| Problems |
1. Summarize the tutorial on symmetry in Rosetta in two sentences.
2. Carry the tutorial on symmetry in Rosetta forward from its final sentence.

| Passage |
KEYWORDS: SYMMETRY GENERAL

Complaints and suggestions can be send to:
Sebastian Rämisch (raemisch@scripps.edu)

Updated 29 May 2017 by Vikram K. Mulligan (vmullig@uw.edu) for new ref2015 scorefunction.

Symmetry in Rosetta

There is a very comprehensive documentation of how symmetry is dealt with in Rosetta: The
Symmetry User Guide.
It explains the underlying concepts and how to run simulations using symmetry.

This tutorial will be a hands-on exercise. It is focussed on how get the correct symmetry definitions because starting a Rosetta protocol once a symmetry definition is available, is relatively simple.

What is a symmetry definition?

In order for a protocol to use symmetry, the information on how many subunits are related by what symmetry. The way to pass that information is by providing a symmetry definition file. The Symmetry User Guide covers this topic as well. You may want to take a look at it, if you have not already done so.

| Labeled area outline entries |
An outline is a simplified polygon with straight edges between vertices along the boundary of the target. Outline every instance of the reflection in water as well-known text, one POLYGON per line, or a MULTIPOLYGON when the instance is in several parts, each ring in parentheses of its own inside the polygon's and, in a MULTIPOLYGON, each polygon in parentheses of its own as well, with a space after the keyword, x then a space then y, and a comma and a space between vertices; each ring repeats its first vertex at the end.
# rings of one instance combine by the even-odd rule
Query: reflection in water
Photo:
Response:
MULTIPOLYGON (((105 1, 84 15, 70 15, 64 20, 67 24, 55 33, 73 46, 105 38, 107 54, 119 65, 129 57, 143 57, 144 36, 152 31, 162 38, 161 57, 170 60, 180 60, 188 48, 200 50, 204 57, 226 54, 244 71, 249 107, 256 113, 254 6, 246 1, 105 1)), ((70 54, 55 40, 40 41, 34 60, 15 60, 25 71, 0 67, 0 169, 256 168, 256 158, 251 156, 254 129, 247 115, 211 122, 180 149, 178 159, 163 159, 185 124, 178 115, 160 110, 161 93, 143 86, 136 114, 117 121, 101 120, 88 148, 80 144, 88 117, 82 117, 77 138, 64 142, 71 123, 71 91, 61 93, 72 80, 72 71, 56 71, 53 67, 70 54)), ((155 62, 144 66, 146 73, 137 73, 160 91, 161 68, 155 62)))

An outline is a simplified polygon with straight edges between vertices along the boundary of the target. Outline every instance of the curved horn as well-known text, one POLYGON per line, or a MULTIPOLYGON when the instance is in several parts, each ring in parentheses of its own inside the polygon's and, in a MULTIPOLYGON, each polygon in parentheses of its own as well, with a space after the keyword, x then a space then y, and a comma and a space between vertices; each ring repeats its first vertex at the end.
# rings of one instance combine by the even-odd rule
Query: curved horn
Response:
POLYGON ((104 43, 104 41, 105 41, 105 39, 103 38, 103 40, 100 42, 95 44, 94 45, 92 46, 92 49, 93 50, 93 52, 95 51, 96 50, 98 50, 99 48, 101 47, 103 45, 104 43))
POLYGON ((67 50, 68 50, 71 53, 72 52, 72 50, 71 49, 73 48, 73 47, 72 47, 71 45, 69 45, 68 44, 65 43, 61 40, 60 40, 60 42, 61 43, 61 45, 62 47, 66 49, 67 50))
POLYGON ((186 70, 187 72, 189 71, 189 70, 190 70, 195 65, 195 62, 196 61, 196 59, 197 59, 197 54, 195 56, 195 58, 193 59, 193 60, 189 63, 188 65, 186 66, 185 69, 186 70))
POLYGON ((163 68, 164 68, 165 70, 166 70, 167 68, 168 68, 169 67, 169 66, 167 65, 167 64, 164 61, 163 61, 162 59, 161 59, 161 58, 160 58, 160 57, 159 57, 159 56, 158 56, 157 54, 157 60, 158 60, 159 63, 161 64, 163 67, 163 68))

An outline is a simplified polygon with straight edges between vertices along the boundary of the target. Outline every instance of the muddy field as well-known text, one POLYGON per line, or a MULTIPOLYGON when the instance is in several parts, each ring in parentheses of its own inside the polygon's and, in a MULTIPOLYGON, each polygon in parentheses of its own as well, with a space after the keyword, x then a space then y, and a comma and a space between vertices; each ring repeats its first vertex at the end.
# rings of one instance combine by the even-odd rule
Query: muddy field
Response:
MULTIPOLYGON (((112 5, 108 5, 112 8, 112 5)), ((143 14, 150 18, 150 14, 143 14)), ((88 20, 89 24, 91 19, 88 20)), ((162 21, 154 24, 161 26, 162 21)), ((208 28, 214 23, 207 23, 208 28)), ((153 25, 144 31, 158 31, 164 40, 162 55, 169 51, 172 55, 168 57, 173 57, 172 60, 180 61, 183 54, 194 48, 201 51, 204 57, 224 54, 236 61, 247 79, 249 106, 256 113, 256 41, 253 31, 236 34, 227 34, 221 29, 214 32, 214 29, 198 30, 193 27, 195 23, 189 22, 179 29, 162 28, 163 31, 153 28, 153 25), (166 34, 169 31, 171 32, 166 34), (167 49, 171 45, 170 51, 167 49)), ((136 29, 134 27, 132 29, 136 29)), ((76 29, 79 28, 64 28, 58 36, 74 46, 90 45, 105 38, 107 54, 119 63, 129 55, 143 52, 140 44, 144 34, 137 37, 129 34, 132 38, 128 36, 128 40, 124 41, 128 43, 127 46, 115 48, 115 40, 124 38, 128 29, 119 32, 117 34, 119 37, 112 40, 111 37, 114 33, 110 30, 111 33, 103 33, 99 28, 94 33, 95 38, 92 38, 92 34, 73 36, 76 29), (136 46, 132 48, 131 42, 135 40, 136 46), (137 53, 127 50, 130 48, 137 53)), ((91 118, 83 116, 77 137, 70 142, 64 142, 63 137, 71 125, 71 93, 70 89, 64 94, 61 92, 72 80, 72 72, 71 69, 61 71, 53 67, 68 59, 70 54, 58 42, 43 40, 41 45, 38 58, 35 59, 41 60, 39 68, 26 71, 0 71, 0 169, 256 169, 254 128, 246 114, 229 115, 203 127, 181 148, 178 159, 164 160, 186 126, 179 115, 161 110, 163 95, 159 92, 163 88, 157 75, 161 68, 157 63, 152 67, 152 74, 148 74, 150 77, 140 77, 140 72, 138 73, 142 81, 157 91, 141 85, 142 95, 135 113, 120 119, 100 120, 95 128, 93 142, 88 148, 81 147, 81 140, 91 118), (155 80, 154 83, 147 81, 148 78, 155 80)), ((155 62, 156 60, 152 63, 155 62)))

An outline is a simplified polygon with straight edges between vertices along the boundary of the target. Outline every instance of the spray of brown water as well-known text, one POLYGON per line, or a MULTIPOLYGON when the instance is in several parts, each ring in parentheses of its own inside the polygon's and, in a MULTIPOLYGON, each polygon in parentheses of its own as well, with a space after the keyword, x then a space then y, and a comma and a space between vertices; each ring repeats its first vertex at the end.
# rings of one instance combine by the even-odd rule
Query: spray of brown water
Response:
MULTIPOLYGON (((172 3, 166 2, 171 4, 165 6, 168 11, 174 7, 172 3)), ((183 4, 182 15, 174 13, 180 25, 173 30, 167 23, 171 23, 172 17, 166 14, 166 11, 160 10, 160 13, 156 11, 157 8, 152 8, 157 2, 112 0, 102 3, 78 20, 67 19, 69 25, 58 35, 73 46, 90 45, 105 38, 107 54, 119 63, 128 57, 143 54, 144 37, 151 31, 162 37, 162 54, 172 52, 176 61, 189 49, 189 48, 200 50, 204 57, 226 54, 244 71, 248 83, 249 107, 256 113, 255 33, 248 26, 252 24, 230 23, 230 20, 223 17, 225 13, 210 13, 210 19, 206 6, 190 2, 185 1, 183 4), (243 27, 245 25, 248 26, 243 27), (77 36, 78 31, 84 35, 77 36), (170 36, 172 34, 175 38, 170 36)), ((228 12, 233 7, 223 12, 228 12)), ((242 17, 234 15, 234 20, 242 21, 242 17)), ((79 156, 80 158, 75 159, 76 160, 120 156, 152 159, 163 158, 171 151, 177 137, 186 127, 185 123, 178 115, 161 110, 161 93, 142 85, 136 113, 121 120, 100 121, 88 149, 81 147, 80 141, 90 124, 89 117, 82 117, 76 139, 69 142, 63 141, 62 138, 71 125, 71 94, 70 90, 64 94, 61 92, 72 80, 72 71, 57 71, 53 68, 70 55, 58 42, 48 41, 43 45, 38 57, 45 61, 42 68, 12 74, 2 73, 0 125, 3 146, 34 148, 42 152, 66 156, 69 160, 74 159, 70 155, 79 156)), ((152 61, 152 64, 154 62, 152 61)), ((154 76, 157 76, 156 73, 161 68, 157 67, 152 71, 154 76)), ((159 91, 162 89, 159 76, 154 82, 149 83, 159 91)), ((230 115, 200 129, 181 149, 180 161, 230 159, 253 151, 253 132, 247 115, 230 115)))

| Answers |
1. Rosetta's handling of symmetry is documented in detail in the Symmetry User Guide, which explains the underlying concepts and how to run simulations using symmetry. This hands-on tutorial focuses instead on getting correct symmetry definitions, which are passed to a protocol as a symmetry definition file, because starting a Rosetta protocol once such a definition is available is relatively simple.

2.
Simple geometries

The Symmetry User Guide lists what type of symmetries can be represented using basic symmetry operations. For those, there is a script to generate those simple symmetry definition files. Try it yourself! Generate a sym def file for 10-fold cyclic symmetry:

$> $ROSETTA3/src/apps/public/symmetry/make_symmdef_file_denovo.py -symm_type cn -nsub 10 > C10_denovo.sym

Most information in the C10_denovo.sym will be covered within this tutorial. For now, just focus on the part that actually contains symmetry information:

start -1,0,0 0,1,0 0,0,0
rot Rz 10

"start" represents the internal coordinate system for the first subunit: x-axis=-1,0,0, yaxis=0,1,0 and the origin=0,0,0. The z-axis is simply the vector that is orthogonal to x and y. By default, the z axis is the rotation axis and the x axis is the connection from the subunit to (0,0,0). The symmetry relation is encoded by rot Rz 10 . That means: divide 360 degrees by 10 and rotate this much around z for placing the next subunit.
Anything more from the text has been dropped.